Provided text:
┌────────
= Dockland Settlements =

The Docklands Settlements were a network of amenity centres in deprived areas of London, intended to meet the social and spiritual needs of the local population at a time when there was no public provision of such services. The settlements originated in 1894 with the foundation of the Malvern Mission in Canning Town, by the staff of Malvern College. Under the leadership of Reginald Kennedy-Cox and others, during the first half of the 20th century the Malvern Mission was greatly expanded. Renamed "Dockland Settlement No. 1", it became the hub from which subcentres were established throughout east London, and in several provincial cities. After the Second World War and the expansion of the Welfare State, the focus of activities changed; in the 1950s Dockland Settlement No. 1 became the Mayflower Centre, with overtly Christian aims. Other settlements continued to serve their communities (some of which were now far more prosperous) with a variety of social, sporting and cultural facilities, and were still functioning well into the 21st century.

==Origins and early years==

A 1908 map of the Canning Town district of London. Vincent Street (unnamed) is in the top left-hand corner of the map.

In 1894, as part of a general movement in which English public schools and universities promoted social and religious work in deprived areas of London, the Malvern Mission was established at Vincent Street in Canning Town by Malvern College. The objective of these missions, was stated as "to carry on the church's work amongst her people from both a religious and a social point of view and to be a centre of religious influence and social good". A secondary purpose was to promote in boys and young men from more privileged backgrounds a sense of social responsibility towards the less fortunate. Among the Malvern schoolboys who spent part of their holidays working at the Malvern Mission was Reginald Kennedy-Cox, who would eventually devote his entire life to the work.

Vincent Street in Canning Town was by repute, in 1894, one of the worst streets in London. It was here, on a plot of ground provided by a supporter, that an iron mission church, St Alban and the English Martyrs, was built. The Revd G. F. Gillett was appointed as the first Missioner. The church became a centre for a number of clubs and societies meeting a variety of practical and spiritual needs. In 1905 Kennedy-Cox, who had achieved success as a playwright with several plays on the London stage, resumed his volunteer work at the mission. In 1907 he decided to commit himself fully to the venture, gave up his theatrical career became a full-time mission staff member. Life in the early years of the mission was described as follows:
"In those days the Mission consisted of a few dilapidated slum dwellings where the helpers lived and worked, and a tin-roofed chapel in charge of a clergyman known as the missioner. Each night the local lads would come in, and after some frolicing[sic] turn out the gaslight and have a free for all, breaking the furniture in the process; gradually, however, they came to respect the Mission and the voluntary staff and accept them as friends, and besides cards, draughts and other games in the small cramped rooms, were taught carpentry and boot repairing, though more often than not their boots were beyond repair. An employment bureau was started which kept contact with local employers, and jumble clothing was distributed as fast as it could be collected".
└────────
Object detection data:
┌────────
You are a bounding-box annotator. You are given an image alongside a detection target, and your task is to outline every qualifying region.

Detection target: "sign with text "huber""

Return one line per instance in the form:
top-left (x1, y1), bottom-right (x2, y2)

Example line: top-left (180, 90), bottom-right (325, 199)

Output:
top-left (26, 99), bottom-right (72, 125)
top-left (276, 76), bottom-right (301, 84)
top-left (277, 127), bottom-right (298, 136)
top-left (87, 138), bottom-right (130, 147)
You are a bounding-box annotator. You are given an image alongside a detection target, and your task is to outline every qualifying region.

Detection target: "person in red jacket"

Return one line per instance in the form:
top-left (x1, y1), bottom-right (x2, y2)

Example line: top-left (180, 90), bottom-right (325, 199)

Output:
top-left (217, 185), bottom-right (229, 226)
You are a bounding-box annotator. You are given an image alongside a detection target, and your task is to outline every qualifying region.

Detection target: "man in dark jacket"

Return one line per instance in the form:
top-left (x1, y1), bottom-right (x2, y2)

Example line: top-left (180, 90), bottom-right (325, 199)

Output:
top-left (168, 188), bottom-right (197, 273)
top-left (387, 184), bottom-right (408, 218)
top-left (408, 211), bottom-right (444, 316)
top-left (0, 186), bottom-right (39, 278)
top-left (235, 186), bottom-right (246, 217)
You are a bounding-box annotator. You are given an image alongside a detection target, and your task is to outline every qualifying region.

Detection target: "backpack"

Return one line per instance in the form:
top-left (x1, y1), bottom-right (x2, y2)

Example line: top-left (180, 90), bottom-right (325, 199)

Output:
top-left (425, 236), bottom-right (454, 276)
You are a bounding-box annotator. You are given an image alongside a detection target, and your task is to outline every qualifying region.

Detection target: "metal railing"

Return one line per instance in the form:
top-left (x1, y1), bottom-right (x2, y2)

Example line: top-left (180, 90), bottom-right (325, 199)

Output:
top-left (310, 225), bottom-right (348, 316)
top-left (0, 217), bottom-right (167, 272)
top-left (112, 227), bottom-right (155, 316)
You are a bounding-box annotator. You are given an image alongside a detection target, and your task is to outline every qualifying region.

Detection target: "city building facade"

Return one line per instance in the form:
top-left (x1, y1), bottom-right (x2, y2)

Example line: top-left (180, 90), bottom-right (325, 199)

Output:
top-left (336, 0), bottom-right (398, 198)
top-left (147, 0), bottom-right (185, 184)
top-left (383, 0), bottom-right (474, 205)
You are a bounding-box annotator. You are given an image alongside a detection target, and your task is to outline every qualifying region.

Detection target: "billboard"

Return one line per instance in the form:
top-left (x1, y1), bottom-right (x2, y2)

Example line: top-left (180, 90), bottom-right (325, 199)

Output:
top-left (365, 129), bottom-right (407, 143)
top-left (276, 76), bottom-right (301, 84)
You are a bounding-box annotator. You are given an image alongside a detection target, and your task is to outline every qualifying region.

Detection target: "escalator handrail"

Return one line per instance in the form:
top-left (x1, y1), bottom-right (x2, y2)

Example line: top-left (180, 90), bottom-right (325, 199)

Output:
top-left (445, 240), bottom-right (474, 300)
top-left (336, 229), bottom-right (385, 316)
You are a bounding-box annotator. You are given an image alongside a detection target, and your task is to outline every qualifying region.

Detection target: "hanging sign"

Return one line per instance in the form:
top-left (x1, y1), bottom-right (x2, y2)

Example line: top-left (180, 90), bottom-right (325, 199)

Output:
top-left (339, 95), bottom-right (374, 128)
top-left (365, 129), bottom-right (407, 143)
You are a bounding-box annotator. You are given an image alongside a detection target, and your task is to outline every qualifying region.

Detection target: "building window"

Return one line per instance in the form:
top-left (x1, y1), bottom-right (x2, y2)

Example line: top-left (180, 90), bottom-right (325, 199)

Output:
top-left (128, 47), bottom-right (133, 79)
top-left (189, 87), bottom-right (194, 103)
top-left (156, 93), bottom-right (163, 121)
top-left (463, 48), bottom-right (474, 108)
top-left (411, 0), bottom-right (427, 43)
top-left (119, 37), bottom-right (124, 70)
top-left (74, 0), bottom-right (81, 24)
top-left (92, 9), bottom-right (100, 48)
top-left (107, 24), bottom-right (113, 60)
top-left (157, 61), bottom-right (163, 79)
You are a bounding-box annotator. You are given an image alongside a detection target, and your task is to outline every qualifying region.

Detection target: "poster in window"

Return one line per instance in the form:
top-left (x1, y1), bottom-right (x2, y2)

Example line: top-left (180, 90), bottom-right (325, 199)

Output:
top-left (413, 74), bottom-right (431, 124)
└────────
Problems to work on:
a - Answer these questions from the Dockland Settlements passage:
(i) In what year was the Malvern Mission founded?
(ii) What was Dockland Settlement No. 1 called from the 1950s?
(iii) Who was appointed the first Missioner?
b - Copy the Dockland Settlements passage word for word, from "In 1894, as" up to and including "to the work.".
These rows were drawn from a separate source.

Solutions for each task:
a -
(i) 1894
(ii) The Mayflower Centre
(iii) The Revd G. F. Gillett

b -
In 1894, as part of a general movement in which English public schools and universities promoted social and religious work in deprived areas of London, the Malvern Mission was established at Vincent Street in Canning Town by Malvern College. The objective of these missions, was stated as "to carry on the church's work amongst her people from both a religious and a social point of view and to be a centre of religious influence and social good". A secondary purpose was to promote in boys and young men from more privileged backgrounds a sense of social responsibility towards the less fortunate. Among the Malvern schoolboys who spent part of their holidays working at the Malvern Mission was Reginald Kennedy-Cox, who would eventually devote his entire life to the work.